---- BRANO PROPOSTO

I risarcimenti climatici sono finalmente in arrivo per i paesi vulnerabili?

Daniele Bianchi

I risarcimenti climatici sono finalmente in arrivo per i paesi vulnerabili?

I negoziatori sul clima in rappresentanza di due dozzine di paesi si incontreranno martedì per definire i dettagli del fondo “perdite e danni” delle Nazioni Unite, creato lo scorso anno a Sharm el-Sheikh, in Egitto, e che dovrebbe essere presentato alla COP28 di Dubai a novembre.

Il fondo ha lo scopo di fornire un risarcimento alle nazioni povere che soffrono l’impatto del cambiamento climatico. La commissione riunitasi questa settimana ha il compito di determinare dove sarà collocato il fondo, come sarà gestito, chi avrà diritto e come sarà finanziato.

Il comitato sta valutando se il fondo debba essere ospitato da un’istituzione già esistente, come il Fondo monetario internazionale (FMI) o il Fondo verde per il clima, o se verrà creata una nuova istituzione.

Il finanziamento per perdite e danni include denaro per cose come il trasferimento o la ricostruzione dopo condizioni meteorologiche estreme, la perdita di mezzi di sussistenza dovuta alla distruzione dell’ecosistema e perdite non economiche, come la perdita di cultura e tradizione, o traumi.

È diverso dalla mitigazione, che è il sostegno finanziario che aiuta ad affrontare la causa principale del cambiamento climatico, vale a dire le emissioni di gas serra, e dall’adattamento, che aiuta a ridurre gli impatti del cambiamento climatico, sebbene i termini siano spesso usati in modo intercambiabile.

I piccoli stati insulari in via di sviluppo e il gruppo dei paesi meno sviluppati sostengono da quasi tre decenni il finanziamento in caso di perdite e danni e sono finalmente seduti al tavolo delle trattative per determinare come sarà il fondo.

“Penso che sia reale per le persone adesso perché tutti sono colpiti dal cambiamento climatico”, ha detto ad Oltre La Linea Ayesha Dinshaw, responsabile del programma per le perdite e i danni presso il Climate Justice Resilience Fund.

“Le persone nei paesi sviluppati capiscono ora più che mai cosa vuol dire perdere i propri cari, i luoghi che contano per loro, le loro case e i loro averi”, ha affermato.

Necessari 671 miliardi di dollari all’anno entro il 2030

A Dinshaw è stato chiesto di presentare il lavoro del Climate Justice Resilience Fund, che si concentra specificamente sulla giustizia sociale e sui progetti determinati dalla comunità nel loro finanziamento, al secondo workshop del comitato a luglio.

--------
---- VOCI ELENCATE

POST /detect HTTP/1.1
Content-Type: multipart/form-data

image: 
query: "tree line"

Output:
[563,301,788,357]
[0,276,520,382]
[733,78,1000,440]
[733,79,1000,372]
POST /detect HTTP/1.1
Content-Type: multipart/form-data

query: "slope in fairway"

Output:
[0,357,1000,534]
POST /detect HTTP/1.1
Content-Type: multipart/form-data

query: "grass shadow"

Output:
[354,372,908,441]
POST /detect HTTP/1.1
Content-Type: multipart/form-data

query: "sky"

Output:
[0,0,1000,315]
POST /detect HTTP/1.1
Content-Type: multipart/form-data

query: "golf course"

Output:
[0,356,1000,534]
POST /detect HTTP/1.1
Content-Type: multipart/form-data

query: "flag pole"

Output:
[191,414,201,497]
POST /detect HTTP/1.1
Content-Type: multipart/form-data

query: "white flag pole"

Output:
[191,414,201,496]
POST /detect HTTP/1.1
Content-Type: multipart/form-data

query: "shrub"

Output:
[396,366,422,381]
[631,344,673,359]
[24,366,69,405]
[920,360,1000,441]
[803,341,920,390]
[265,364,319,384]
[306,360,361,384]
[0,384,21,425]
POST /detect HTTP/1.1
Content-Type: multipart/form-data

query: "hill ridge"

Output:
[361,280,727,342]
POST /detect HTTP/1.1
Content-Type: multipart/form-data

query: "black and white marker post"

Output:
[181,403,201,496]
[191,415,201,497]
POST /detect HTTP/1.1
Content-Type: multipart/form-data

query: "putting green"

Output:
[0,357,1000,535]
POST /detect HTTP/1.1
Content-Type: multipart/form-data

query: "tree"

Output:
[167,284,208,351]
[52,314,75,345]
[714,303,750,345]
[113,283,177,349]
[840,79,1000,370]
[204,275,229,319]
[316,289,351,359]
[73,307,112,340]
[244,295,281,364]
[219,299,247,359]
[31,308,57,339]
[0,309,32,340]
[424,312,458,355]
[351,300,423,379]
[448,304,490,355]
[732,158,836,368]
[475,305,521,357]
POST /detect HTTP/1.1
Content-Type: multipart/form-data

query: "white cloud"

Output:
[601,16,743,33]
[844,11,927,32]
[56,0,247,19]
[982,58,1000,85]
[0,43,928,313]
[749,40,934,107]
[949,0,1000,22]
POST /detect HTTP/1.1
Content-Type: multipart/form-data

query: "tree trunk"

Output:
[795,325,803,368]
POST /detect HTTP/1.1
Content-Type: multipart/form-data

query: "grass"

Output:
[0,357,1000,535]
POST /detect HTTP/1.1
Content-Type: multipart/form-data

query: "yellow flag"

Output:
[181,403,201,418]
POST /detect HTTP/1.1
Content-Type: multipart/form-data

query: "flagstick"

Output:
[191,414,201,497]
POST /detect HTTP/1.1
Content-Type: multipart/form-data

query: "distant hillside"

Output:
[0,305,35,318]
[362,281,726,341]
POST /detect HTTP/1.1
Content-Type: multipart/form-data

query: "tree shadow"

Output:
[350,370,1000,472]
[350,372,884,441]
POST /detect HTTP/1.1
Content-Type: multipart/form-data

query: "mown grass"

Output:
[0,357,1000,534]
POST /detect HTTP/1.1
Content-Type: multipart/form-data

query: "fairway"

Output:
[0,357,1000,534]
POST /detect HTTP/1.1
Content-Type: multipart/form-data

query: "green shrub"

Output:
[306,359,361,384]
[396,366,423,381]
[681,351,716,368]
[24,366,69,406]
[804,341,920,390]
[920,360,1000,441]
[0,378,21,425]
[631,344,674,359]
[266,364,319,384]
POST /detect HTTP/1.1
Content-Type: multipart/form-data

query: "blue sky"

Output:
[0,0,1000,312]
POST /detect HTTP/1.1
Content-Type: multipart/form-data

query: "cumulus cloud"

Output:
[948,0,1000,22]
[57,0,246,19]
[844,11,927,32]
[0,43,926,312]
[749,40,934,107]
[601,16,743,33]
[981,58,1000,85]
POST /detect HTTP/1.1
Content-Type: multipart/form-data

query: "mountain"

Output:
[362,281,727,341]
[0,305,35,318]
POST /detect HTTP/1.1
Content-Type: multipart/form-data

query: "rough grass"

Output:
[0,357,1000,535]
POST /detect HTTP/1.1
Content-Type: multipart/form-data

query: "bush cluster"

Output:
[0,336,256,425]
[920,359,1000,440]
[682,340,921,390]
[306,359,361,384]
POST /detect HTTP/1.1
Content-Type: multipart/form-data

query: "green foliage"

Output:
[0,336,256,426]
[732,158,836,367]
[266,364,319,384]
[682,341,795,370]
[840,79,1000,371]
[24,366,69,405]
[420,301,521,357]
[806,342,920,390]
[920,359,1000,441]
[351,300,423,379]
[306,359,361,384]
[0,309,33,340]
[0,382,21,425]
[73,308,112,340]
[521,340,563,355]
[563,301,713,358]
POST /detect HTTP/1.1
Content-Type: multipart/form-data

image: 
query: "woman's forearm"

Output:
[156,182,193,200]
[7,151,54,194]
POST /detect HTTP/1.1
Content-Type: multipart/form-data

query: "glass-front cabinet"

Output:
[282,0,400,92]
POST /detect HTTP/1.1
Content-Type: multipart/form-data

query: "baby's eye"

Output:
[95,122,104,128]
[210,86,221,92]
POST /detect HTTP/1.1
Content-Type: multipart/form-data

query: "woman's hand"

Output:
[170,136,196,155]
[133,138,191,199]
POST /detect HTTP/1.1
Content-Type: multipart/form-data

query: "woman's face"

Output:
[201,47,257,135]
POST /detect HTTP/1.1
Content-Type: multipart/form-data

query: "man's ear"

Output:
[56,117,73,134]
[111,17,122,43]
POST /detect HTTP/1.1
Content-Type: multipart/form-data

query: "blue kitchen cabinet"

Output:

--------

Prosegui il brano sul fondo delle Nazioni Unite per perdite e danni, ripartendo subito dopo la sua ultima frase.

Si prevede che i fondi necessari per perdite e danni raggiungeranno i 671 miliardi di dollari all’anno entro il 2030, secondo i calcoli della Loss and Damage Collaboration. I finanziamenti attuali ammontano a meno di 500 milioni di dollari all’anno.

La maggior parte dei finanziamenti attuali è diretta attraverso strumenti finanziari chiamati Santiago Network e Global Shield, che sono stati creati in occasione delle conferenze delle Nazioni Unite sui cambiamenti climatici, o vertici COP, rispettivamente nel 2020 e nel 2022.

Il V20, una coalizione dei 55 paesi più vulnerabili dal punto di vista climatico, ha stimato che i suoi membri già spendono più del 20% del loro Pil combinato in perdite e danni dovuti al cambiamento climatico.

Le conversazioni che si svolgono a livello delle Nazioni Unite si stanno affiancando al lavoro della Bridgetown Initiative, una coalizione formata lo scorso anno dai leader mondiali, compresi i capi della Banca Mondiale e del Fondo Monetario Internazionale.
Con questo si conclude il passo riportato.